▸ GOAL
Print each of the records below again, word for word and in the same order.

▸ DATASET RECORDS
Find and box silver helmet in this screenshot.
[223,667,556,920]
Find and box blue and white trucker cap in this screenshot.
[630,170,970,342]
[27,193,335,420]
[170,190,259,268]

▸ TASK SOLUTION
Find and box silver helmet in this screenshot.
[223,667,556,920]
Find and box blue and white trucker cap in this screenshot.
[630,170,970,342]
[27,193,335,420]
[170,190,259,268]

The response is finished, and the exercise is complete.